_Material to process_.
****
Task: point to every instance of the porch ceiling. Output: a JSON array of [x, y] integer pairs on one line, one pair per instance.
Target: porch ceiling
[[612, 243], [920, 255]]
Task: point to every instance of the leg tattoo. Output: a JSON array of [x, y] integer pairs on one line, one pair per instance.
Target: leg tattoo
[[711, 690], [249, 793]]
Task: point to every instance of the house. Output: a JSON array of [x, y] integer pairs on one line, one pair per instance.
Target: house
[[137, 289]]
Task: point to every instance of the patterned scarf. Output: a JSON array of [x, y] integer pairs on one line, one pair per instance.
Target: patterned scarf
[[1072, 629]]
****
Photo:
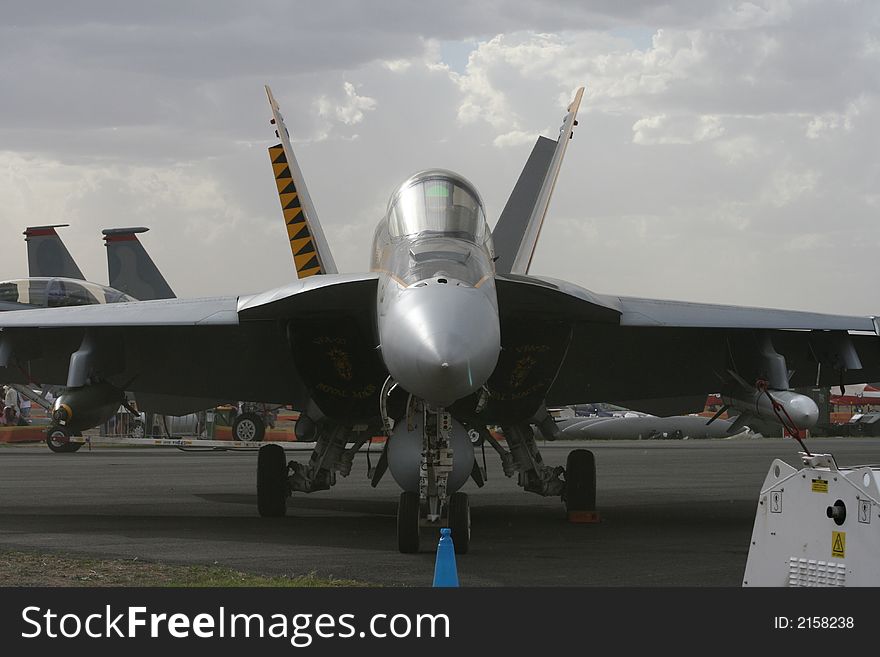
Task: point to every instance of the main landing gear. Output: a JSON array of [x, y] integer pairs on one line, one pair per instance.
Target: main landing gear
****
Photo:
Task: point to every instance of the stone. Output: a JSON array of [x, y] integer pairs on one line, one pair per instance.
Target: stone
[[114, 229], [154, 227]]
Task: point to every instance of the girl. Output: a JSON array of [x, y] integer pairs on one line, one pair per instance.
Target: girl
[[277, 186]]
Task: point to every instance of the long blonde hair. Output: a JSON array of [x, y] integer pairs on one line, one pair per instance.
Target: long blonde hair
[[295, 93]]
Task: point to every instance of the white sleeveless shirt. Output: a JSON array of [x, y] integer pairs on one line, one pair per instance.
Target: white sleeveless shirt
****
_Your instructions_. Copy the listing above word for word, from the line containing "Task: point to every instance of the girl." through the line containing "Target: white sleeveless shirt", both lines included.

_Answer to this task_.
Task: point to every instance of the girl. Output: a JSON array of [x, y] integer pairs on one line, one pair per instance.
Target: girl
[[277, 186]]
Task: point to every instance of the long blonde hair. Output: a JSON array of [x, y] integer pairs on one line, one pair per instance.
Target: long blonde hair
[[295, 93]]
Task: point to every instance of the white sleeveless shirt. Output: a JSON array of [x, y] integer pairs on one line, one pair per instance.
Target: white sleeveless shirt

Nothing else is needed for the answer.